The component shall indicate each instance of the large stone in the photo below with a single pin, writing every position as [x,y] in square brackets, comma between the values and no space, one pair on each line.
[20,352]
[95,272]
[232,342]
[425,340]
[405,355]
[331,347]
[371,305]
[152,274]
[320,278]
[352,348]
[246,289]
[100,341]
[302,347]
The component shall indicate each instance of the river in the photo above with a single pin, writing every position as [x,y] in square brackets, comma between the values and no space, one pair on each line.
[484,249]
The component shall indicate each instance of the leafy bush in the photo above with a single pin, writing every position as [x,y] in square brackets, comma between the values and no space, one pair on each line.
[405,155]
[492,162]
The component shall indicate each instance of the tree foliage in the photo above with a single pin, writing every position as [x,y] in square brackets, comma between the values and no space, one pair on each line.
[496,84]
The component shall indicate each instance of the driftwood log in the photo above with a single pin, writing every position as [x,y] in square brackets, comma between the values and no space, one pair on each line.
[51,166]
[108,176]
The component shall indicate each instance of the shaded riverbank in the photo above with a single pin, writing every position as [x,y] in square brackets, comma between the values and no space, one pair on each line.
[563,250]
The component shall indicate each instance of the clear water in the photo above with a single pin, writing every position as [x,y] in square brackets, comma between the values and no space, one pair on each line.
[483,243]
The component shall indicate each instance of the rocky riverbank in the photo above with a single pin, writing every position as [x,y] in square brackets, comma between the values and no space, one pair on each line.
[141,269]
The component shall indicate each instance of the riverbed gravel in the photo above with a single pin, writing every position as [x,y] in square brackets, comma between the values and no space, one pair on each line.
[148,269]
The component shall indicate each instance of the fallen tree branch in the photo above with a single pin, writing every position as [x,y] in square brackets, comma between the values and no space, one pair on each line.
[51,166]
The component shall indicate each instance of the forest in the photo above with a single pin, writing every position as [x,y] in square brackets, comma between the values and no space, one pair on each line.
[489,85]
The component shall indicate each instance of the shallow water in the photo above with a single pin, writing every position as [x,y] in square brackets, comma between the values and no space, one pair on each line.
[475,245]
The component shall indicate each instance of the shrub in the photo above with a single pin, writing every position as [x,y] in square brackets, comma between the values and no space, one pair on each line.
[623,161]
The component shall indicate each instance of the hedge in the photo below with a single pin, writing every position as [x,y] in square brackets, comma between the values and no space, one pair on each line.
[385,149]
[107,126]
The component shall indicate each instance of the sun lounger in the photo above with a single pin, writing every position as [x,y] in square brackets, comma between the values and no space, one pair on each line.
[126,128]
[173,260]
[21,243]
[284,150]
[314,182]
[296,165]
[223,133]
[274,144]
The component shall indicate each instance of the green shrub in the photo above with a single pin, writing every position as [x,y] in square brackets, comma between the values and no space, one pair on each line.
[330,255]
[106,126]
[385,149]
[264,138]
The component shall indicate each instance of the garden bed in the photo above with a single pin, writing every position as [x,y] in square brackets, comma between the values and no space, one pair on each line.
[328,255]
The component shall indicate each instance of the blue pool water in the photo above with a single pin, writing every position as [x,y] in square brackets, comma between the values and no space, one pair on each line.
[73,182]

....

Change "single pin" to "single marker" throughout the lines from the one containing "The component shall indicate each instance of the sun" through the end of the records, leaving everything else unchanged. Return only those lines.

§ Response to the task
The component shall indicate each instance of the sun lounger in the photo above with a single marker, writing every position as [x,y] in square brackets, comma between the values and no space, one pair on each line.
[126,128]
[173,260]
[21,243]
[284,150]
[314,182]
[296,165]
[223,133]
[274,144]
The component shall indicate each instance of the green shrub in the photo above with a single marker, writing every position as [x,y] in square brackets, comma between the values and no space, one pair on each line.
[330,255]
[106,126]
[385,149]
[264,138]
The component shall indicate each instance of the garden bed in the photo above with a single marker, writing every position as [x,y] in square brackets, comma between the values and no space, one pair on each line.
[328,255]
The component shall indicate each instance of the blue pool water in the photo above with a single marker, writing every position as [x,y] in square brackets, comma between the values and no space, one pair on each line.
[73,182]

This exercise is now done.